◆ INSTRUCTIONS FOR THE TASK
Copy out word for word the line with "Phrase: dark tail" and the lines that follow it in the listing below, up to the final one.

◆ DATA PROVIDED
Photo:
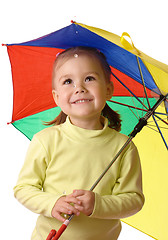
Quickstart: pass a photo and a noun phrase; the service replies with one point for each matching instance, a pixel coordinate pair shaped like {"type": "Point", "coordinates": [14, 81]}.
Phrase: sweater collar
{"type": "Point", "coordinates": [81, 134]}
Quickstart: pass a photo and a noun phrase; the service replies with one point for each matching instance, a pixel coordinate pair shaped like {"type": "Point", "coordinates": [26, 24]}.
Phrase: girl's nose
{"type": "Point", "coordinates": [79, 88]}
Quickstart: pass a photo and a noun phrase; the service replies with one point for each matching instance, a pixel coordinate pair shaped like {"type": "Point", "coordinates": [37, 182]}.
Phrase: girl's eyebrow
{"type": "Point", "coordinates": [96, 73]}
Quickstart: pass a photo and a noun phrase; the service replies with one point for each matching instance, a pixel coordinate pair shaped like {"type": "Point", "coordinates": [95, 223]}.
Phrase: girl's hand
{"type": "Point", "coordinates": [63, 205]}
{"type": "Point", "coordinates": [87, 199]}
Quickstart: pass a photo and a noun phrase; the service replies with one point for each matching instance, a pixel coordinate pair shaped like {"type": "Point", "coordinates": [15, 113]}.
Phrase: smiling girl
{"type": "Point", "coordinates": [64, 160]}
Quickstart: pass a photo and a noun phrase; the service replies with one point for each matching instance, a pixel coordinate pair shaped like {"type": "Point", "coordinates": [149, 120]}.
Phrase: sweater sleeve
{"type": "Point", "coordinates": [127, 197]}
{"type": "Point", "coordinates": [29, 187]}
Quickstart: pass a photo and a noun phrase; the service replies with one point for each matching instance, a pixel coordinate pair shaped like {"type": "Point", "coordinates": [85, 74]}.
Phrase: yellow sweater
{"type": "Point", "coordinates": [65, 157]}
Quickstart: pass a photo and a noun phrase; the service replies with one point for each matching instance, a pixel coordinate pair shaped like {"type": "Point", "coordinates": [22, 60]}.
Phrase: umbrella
{"type": "Point", "coordinates": [140, 85]}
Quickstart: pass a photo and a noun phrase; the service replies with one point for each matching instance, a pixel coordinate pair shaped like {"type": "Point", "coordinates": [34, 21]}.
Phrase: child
{"type": "Point", "coordinates": [64, 160]}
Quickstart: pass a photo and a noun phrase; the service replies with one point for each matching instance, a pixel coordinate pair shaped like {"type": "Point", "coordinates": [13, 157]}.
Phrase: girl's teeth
{"type": "Point", "coordinates": [80, 101]}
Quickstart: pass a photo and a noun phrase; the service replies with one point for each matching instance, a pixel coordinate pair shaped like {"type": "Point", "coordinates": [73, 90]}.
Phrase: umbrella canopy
{"type": "Point", "coordinates": [135, 76]}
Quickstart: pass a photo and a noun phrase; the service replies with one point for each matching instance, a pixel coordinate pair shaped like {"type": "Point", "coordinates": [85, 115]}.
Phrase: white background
{"type": "Point", "coordinates": [146, 21]}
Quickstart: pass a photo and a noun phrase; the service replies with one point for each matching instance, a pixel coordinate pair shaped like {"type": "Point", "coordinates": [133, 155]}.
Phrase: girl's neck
{"type": "Point", "coordinates": [88, 124]}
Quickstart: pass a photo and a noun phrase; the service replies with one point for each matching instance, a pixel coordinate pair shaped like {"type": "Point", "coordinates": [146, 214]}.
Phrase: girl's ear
{"type": "Point", "coordinates": [55, 96]}
{"type": "Point", "coordinates": [110, 90]}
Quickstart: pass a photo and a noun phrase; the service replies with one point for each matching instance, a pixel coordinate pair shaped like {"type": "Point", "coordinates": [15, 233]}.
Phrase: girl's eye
{"type": "Point", "coordinates": [67, 81]}
{"type": "Point", "coordinates": [89, 78]}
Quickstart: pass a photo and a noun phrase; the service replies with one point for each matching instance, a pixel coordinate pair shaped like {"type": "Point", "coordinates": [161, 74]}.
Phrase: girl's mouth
{"type": "Point", "coordinates": [82, 101]}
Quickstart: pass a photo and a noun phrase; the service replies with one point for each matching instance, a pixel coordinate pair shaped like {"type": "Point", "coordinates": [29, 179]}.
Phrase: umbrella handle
{"type": "Point", "coordinates": [53, 235]}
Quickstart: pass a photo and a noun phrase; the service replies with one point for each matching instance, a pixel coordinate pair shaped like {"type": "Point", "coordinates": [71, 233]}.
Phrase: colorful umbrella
{"type": "Point", "coordinates": [139, 83]}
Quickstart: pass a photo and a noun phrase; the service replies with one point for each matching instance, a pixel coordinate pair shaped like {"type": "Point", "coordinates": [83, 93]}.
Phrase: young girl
{"type": "Point", "coordinates": [64, 160]}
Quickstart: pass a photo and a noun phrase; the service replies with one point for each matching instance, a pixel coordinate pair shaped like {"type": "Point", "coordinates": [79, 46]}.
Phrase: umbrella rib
{"type": "Point", "coordinates": [160, 131]}
{"type": "Point", "coordinates": [161, 119]}
{"type": "Point", "coordinates": [126, 105]}
{"type": "Point", "coordinates": [129, 90]}
{"type": "Point", "coordinates": [143, 82]}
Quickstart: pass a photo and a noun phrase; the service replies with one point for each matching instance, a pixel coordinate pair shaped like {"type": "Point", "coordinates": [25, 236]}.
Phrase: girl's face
{"type": "Point", "coordinates": [81, 90]}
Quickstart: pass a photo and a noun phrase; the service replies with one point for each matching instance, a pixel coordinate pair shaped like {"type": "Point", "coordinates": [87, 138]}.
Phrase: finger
{"type": "Point", "coordinates": [58, 216]}
{"type": "Point", "coordinates": [79, 192]}
{"type": "Point", "coordinates": [72, 199]}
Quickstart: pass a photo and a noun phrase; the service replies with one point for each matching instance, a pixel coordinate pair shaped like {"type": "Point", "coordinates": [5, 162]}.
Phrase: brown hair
{"type": "Point", "coordinates": [112, 116]}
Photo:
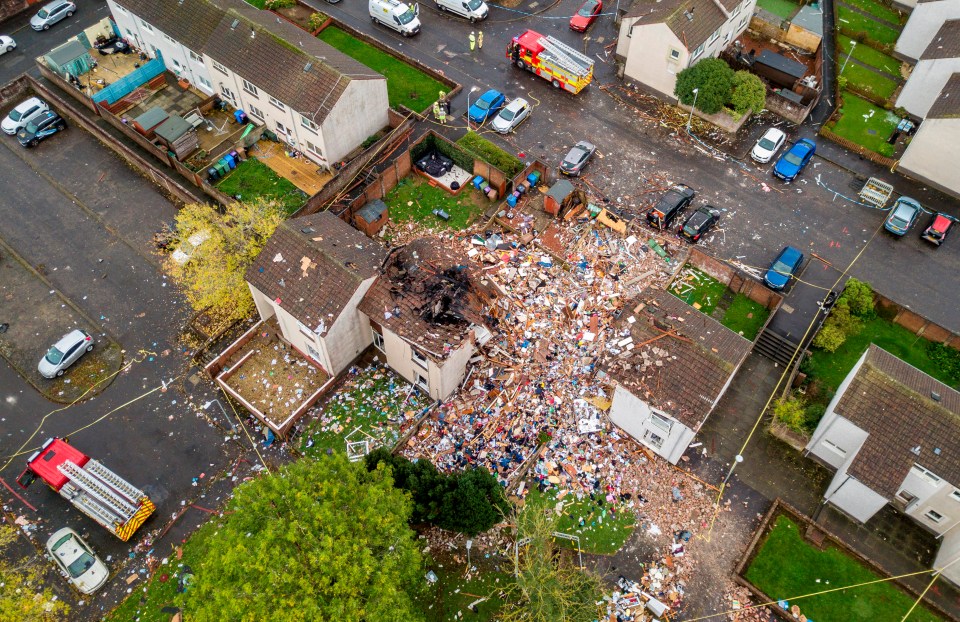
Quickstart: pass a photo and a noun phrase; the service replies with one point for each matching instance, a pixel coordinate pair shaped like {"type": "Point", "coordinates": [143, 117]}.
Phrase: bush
{"type": "Point", "coordinates": [714, 80]}
{"type": "Point", "coordinates": [749, 93]}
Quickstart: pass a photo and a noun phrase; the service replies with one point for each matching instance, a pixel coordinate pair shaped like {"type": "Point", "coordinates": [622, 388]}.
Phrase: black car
{"type": "Point", "coordinates": [699, 223]}
{"type": "Point", "coordinates": [670, 205]}
{"type": "Point", "coordinates": [45, 125]}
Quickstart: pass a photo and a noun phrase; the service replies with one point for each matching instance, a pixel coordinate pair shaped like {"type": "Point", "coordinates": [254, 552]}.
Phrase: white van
{"type": "Point", "coordinates": [396, 15]}
{"type": "Point", "coordinates": [474, 10]}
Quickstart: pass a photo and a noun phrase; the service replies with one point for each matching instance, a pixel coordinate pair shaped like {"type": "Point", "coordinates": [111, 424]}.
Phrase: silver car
{"type": "Point", "coordinates": [65, 353]}
{"type": "Point", "coordinates": [24, 113]}
{"type": "Point", "coordinates": [51, 14]}
{"type": "Point", "coordinates": [512, 115]}
{"type": "Point", "coordinates": [75, 559]}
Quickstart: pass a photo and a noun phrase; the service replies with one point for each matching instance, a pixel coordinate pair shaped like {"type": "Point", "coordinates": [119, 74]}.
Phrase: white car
{"type": "Point", "coordinates": [24, 113]}
{"type": "Point", "coordinates": [7, 44]}
{"type": "Point", "coordinates": [768, 145]}
{"type": "Point", "coordinates": [75, 559]}
{"type": "Point", "coordinates": [512, 115]}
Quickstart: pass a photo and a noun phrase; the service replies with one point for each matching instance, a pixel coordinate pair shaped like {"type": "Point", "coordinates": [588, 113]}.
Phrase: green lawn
{"type": "Point", "coordinates": [831, 368]}
{"type": "Point", "coordinates": [745, 316]}
{"type": "Point", "coordinates": [414, 199]}
{"type": "Point", "coordinates": [786, 567]}
{"type": "Point", "coordinates": [406, 84]}
{"type": "Point", "coordinates": [253, 179]}
{"type": "Point", "coordinates": [868, 55]}
{"type": "Point", "coordinates": [869, 81]}
{"type": "Point", "coordinates": [780, 8]}
{"type": "Point", "coordinates": [599, 530]}
{"type": "Point", "coordinates": [880, 10]}
{"type": "Point", "coordinates": [699, 290]}
{"type": "Point", "coordinates": [851, 21]}
{"type": "Point", "coordinates": [375, 400]}
{"type": "Point", "coordinates": [870, 132]}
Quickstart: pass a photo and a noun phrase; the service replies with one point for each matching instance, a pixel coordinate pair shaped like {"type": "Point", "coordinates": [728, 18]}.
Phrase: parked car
{"type": "Point", "coordinates": [7, 44]}
{"type": "Point", "coordinates": [786, 264]}
{"type": "Point", "coordinates": [75, 559]}
{"type": "Point", "coordinates": [938, 229]}
{"type": "Point", "coordinates": [577, 158]}
{"type": "Point", "coordinates": [903, 215]}
{"type": "Point", "coordinates": [45, 125]}
{"type": "Point", "coordinates": [793, 162]}
{"type": "Point", "coordinates": [587, 14]}
{"type": "Point", "coordinates": [768, 145]}
{"type": "Point", "coordinates": [699, 223]}
{"type": "Point", "coordinates": [669, 206]}
{"type": "Point", "coordinates": [486, 106]}
{"type": "Point", "coordinates": [25, 112]}
{"type": "Point", "coordinates": [51, 14]}
{"type": "Point", "coordinates": [65, 353]}
{"type": "Point", "coordinates": [512, 115]}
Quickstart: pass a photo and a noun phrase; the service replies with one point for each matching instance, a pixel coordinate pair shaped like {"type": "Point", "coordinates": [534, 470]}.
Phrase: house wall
{"type": "Point", "coordinates": [925, 83]}
{"type": "Point", "coordinates": [633, 415]}
{"type": "Point", "coordinates": [948, 554]}
{"type": "Point", "coordinates": [932, 154]}
{"type": "Point", "coordinates": [925, 20]}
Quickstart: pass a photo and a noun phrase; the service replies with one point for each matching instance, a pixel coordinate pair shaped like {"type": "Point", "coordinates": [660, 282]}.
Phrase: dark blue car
{"type": "Point", "coordinates": [792, 162]}
{"type": "Point", "coordinates": [486, 106]}
{"type": "Point", "coordinates": [784, 266]}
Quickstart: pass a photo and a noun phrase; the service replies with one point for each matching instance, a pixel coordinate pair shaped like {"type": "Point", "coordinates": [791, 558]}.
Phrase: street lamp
{"type": "Point", "coordinates": [853, 45]}
{"type": "Point", "coordinates": [690, 117]}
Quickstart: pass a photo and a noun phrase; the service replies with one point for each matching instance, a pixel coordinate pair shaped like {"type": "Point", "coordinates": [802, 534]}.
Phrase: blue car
{"type": "Point", "coordinates": [486, 106]}
{"type": "Point", "coordinates": [792, 162]}
{"type": "Point", "coordinates": [784, 266]}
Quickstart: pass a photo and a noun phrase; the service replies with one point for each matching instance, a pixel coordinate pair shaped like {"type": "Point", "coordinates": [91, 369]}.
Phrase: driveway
{"type": "Point", "coordinates": [84, 219]}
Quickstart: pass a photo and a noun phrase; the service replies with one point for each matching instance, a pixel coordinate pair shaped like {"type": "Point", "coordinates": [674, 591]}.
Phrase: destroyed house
{"type": "Point", "coordinates": [669, 364]}
{"type": "Point", "coordinates": [311, 275]}
{"type": "Point", "coordinates": [426, 314]}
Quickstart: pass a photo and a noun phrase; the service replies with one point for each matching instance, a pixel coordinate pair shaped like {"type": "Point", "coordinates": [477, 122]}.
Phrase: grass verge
{"type": "Point", "coordinates": [600, 531]}
{"type": "Point", "coordinates": [856, 124]}
{"type": "Point", "coordinates": [414, 199]}
{"type": "Point", "coordinates": [786, 566]}
{"type": "Point", "coordinates": [252, 179]}
{"type": "Point", "coordinates": [830, 368]}
{"type": "Point", "coordinates": [406, 85]}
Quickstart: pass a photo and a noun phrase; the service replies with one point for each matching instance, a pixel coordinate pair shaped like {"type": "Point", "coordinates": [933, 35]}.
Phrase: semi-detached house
{"type": "Point", "coordinates": [314, 97]}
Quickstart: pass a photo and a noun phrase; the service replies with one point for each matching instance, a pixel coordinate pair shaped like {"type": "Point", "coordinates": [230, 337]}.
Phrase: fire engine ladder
{"type": "Point", "coordinates": [565, 56]}
{"type": "Point", "coordinates": [93, 486]}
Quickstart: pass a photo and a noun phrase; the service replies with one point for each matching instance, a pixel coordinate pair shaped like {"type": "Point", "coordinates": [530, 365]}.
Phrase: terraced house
{"type": "Point", "coordinates": [315, 98]}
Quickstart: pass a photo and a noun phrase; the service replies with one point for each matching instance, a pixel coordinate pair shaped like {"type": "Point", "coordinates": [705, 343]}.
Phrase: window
{"type": "Point", "coordinates": [419, 357]}
{"type": "Point", "coordinates": [925, 474]}
{"type": "Point", "coordinates": [934, 515]}
{"type": "Point", "coordinates": [307, 123]}
{"type": "Point", "coordinates": [834, 448]}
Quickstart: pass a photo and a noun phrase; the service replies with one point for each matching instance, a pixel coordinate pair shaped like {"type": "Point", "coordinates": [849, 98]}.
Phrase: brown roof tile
{"type": "Point", "coordinates": [892, 401]}
{"type": "Point", "coordinates": [340, 259]}
{"type": "Point", "coordinates": [704, 18]}
{"type": "Point", "coordinates": [437, 292]}
{"type": "Point", "coordinates": [946, 43]}
{"type": "Point", "coordinates": [273, 59]}
{"type": "Point", "coordinates": [682, 374]}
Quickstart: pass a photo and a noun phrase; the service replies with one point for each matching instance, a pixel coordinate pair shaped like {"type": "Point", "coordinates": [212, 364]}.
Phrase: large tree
{"type": "Point", "coordinates": [223, 245]}
{"type": "Point", "coordinates": [23, 596]}
{"type": "Point", "coordinates": [318, 540]}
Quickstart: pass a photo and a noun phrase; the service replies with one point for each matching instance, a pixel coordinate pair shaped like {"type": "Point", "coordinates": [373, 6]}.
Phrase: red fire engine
{"type": "Point", "coordinates": [552, 60]}
{"type": "Point", "coordinates": [91, 487]}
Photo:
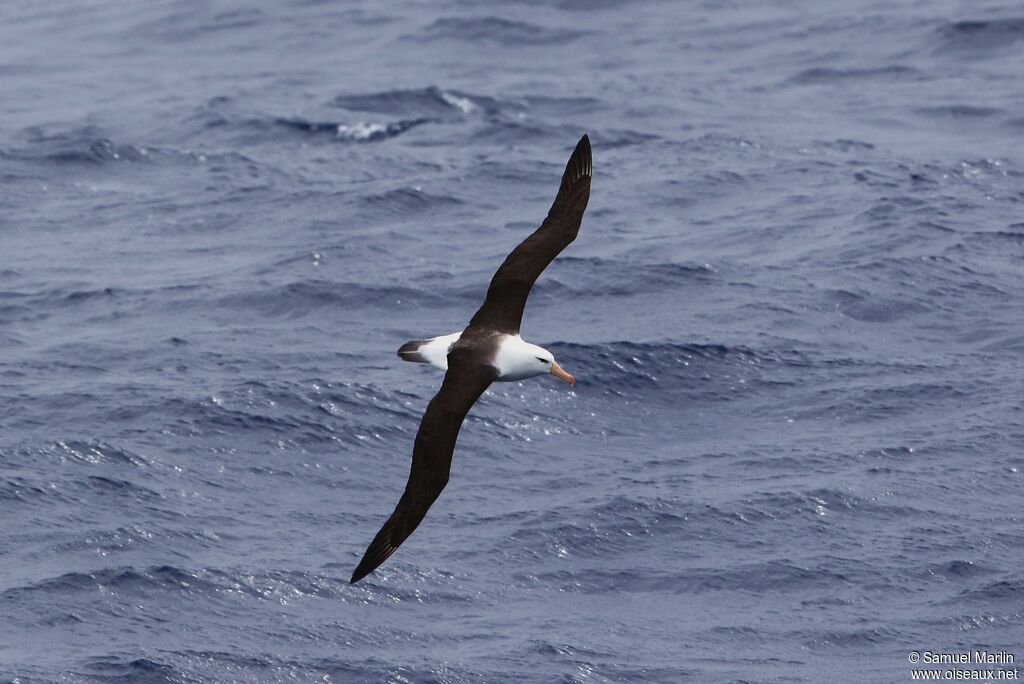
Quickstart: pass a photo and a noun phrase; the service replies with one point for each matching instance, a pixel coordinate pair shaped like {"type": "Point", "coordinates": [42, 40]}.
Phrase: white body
{"type": "Point", "coordinates": [515, 359]}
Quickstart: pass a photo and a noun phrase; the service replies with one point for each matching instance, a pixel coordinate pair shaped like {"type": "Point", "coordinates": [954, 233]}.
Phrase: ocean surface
{"type": "Point", "coordinates": [795, 309]}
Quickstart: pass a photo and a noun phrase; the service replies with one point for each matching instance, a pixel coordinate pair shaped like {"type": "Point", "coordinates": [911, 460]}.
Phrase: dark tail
{"type": "Point", "coordinates": [411, 351]}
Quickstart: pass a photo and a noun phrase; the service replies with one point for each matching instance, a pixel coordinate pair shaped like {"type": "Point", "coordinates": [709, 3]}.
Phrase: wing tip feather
{"type": "Point", "coordinates": [581, 164]}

◆ EXERCISE RESULT
Phrase: dark tail
{"type": "Point", "coordinates": [411, 351]}
Quickstart: pass a photo and a noun phrase; the service replies with one point for each matching instance, a pixel coordinate pair shaped like {"type": "Point", "coordinates": [709, 3]}.
Phrase: wing tip feather
{"type": "Point", "coordinates": [581, 164]}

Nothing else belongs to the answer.